Start of Excerpted data

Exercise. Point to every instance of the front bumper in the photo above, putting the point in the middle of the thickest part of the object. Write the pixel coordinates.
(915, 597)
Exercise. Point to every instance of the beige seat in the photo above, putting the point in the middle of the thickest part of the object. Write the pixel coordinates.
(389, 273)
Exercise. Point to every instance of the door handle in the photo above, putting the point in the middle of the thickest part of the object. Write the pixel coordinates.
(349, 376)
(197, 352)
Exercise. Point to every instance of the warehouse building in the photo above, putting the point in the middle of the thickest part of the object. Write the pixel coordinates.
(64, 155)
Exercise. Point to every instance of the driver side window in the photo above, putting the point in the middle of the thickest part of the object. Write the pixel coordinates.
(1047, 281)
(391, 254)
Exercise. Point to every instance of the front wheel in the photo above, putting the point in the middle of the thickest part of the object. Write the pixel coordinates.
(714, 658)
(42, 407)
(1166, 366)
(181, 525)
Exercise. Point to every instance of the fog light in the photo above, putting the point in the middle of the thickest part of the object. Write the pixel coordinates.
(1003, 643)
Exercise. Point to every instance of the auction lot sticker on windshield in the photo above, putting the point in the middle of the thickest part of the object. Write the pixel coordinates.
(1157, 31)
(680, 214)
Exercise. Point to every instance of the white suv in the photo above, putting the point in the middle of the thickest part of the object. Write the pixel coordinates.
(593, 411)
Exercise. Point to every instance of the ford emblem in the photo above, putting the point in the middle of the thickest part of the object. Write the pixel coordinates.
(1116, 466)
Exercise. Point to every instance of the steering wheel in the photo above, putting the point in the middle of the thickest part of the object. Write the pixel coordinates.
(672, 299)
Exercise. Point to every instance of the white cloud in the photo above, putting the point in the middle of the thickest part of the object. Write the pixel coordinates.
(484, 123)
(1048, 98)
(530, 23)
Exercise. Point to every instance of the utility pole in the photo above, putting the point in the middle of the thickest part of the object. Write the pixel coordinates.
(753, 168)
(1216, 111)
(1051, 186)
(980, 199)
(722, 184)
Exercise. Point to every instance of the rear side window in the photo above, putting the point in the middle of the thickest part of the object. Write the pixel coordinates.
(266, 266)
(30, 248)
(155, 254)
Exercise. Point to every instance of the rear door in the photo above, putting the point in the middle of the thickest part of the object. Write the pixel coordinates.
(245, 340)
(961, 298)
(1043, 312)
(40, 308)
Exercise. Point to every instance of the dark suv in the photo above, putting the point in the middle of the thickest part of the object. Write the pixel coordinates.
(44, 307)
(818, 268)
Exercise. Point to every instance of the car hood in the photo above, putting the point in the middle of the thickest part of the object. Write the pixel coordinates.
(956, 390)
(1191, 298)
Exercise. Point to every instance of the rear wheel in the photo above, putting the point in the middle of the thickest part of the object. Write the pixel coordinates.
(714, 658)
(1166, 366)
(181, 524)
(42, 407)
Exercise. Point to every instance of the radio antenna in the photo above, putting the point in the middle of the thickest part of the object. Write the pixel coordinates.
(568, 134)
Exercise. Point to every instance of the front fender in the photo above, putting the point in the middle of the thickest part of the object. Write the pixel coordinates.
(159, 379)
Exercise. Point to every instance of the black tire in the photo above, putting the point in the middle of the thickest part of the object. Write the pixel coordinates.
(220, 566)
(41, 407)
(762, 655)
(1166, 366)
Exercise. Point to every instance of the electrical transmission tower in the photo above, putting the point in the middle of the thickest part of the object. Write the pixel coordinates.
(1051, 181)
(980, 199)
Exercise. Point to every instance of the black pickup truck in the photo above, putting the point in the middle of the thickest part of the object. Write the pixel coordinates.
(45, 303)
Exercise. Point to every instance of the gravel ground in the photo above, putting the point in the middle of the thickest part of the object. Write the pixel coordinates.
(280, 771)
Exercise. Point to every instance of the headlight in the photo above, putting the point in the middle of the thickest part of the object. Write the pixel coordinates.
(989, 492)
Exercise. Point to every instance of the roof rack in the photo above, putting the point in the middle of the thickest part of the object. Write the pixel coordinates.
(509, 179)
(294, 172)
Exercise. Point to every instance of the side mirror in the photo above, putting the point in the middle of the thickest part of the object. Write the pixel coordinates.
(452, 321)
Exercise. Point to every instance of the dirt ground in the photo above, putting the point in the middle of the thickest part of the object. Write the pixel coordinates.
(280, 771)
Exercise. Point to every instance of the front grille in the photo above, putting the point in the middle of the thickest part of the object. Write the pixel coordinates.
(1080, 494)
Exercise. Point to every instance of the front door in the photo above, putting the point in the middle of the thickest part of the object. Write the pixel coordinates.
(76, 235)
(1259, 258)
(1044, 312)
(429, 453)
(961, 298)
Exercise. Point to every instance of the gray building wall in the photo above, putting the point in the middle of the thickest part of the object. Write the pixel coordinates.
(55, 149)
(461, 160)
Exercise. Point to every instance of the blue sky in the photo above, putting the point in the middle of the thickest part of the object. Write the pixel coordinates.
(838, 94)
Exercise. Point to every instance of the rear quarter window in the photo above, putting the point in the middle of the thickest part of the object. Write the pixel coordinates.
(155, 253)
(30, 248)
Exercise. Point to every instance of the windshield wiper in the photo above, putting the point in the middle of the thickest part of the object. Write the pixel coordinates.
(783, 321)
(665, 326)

End of Excerpted data

Exercise prompt: Quote every line of the data, word for word.

Exercise answer:
Exercise. Point to every instance of the front bumper in the photo above, putting the point in the middle of the thickest part of the object. Write the pixel coordinates.
(915, 597)
Exercise. Point to every instance of the beige seat in the photo above, putting the point in the middle of the thickest part of the object. Write the pixel coordinates.
(389, 273)
Exercise. Point to every instance of the door handle in the photo above, putting the point in the middle of the thickest part of the object. Write the pixel coordinates.
(349, 376)
(197, 352)
Exercise. Point to every instance of the warehouse building in the photo above, putting the point in the middle of the thickest part of the object. Write the pixel coordinates.
(64, 155)
Exercise. Point to every instance of the driver side window in the photo above, putting the point in the middle of the thickest part of the object. Write the pixel coordinates.
(1047, 281)
(391, 254)
Exercise. Point to every instance of the front wheel in the photo above, putting the point in the middle of the thickest part of the object. Write the pixel coordinates.
(714, 658)
(42, 407)
(1166, 366)
(181, 525)
Exercise. Point to every instance of the fog light in the photo above, putting the point in the middle of the thickest part of the object. Write the pixel coordinates.
(1003, 643)
Exercise. Point to every instance of the auction lot sticker on windshield in the photo above, putting the point in the middle of the thickest part of the object. Write the pixel coordinates.
(1157, 31)
(680, 214)
Exercise. Point to every instance of the white suv in the photo above, putting the point in the middle of the thickest part of the object. Write the pixel coordinates.
(593, 411)
Exercise. Point to every instance of the ford emblem in the photo above, putting the point in the middle of the thickest part of the object. Write the pixel coordinates.
(1116, 466)
Exercise. Point to every instance of the steering wheel in the photo above, putting the point in the middle of the thickest part of the object. Write the pixel coordinates.
(672, 299)
Exercise. Point to every instance of the white cloud in the photo above, putting the point in the middle of the thickest part of the object. Write the pixel coordinates.
(484, 123)
(1048, 98)
(530, 23)
Exercise. Point to every instance of the utility pole in the photo above, putting the point in the middle of the thickest part of the object. Write the pixel coordinates.
(753, 168)
(1216, 111)
(1051, 186)
(980, 199)
(722, 184)
Exercise. Point to every instance of the rear side window in the photo above, putting the point in the middle of the thickest part of the object. Write the pixel coordinates.
(266, 266)
(30, 248)
(155, 254)
Exercise. Point to every instance of the rear door in the photo above, putting the point in the middle of the thickest part of the object. Write the pixel coordinates.
(245, 340)
(961, 298)
(1043, 312)
(40, 308)
Exercise. Point to every instance of the dark suv in the photo above, putting the point in the middle of the thickest part of the object. Write the pixel coordinates.
(44, 307)
(818, 268)
Exercise. Point to every instance of the car hood in the photo above, putting the point in the middle of the thickest part of the object. Write the pixel coordinates.
(956, 390)
(1191, 298)
Exercise. Point to every instance of the rear wheel in the photo above, putting the point in the middle of the thickest part of the object. Write the pixel coordinates.
(714, 658)
(1166, 366)
(181, 524)
(42, 407)
Exercise. Point to every instance of the radio antenna in the photo above, putting the point in the middle of the thickest part of the object. Write the pixel coordinates.
(568, 134)
Exercise. Point to every instance of the front fender in the photo above, putting the point in the middle of the thickest part of the object. Write the pixel coordinates.
(159, 379)
Exercise. Point to every instance of the black tire in the photo above, putting the point in the middle of the thickest part of the object. Write the pixel coordinates.
(220, 566)
(41, 407)
(762, 655)
(1166, 366)
Exercise. Point to every instance of the electrical transmission tower in the photo above, putting the point in the middle of the thickest part of the object. Write the pixel coordinates.
(1051, 181)
(980, 199)
Exercise. Point to every instance of the black pickup truck in the photo above, putting the point in the middle of the thickest part of the object. Write the pixel coordinates.
(45, 303)
Exercise. Point to every instance of the gravel ground in the photo above, putting the point in the middle of the thickest part of the object. Write the pixel coordinates.
(280, 771)
Exercise. Point to every instance of the headlight in the photo above, putting the point in the middle of the thickest part of the object. Write the pixel coordinates.
(989, 492)
Exercise. Point to every instance of the roof rack in the photo above, putting the point in the middle of the thickest part of the object. Write the pixel coordinates.
(509, 179)
(294, 172)
Exercise. Point to every instance of the side mirror in the photo above, putting the point in the middle of the thickest part of the object. Write the pixel coordinates.
(452, 321)
Exercise. Point to every instance of the dirt ground in the photo above, putting the point in the middle of the thickest part of the object. Write the pixel coordinates.
(280, 771)
Exercise. Point to every instance of the front grille in the photo above, putting the point in the middle of the thickest part of the object. Write the pixel coordinates.
(1080, 494)
Exercise. Point to every instance of the front door in the photo above, putting the point in the middle of the thickest part of the object. Write the pixel coordinates.
(76, 235)
(1259, 258)
(1044, 312)
(429, 453)
(961, 298)
Exercise. Point to every instance of the gray building wall in the photo above, putting the point in the middle of the thickest part of the object. Write the pixel coordinates.
(55, 149)
(461, 160)
Exercise. Point to every instance of the blue sky in the photo above, putting the point in the middle of the thickest part of the object. Write the pixel coordinates.
(838, 94)
Exercise. Point to every instance of the rear quarter window in the photo above, putting the point in the middle of the thickest part of the object. Write the pixel coordinates.
(155, 253)
(30, 248)
Exercise. Point to every instance of the windshield wiper in the photo above, putting the point in the middle of the thickest part of the object. Write the pixel coordinates.
(783, 321)
(665, 326)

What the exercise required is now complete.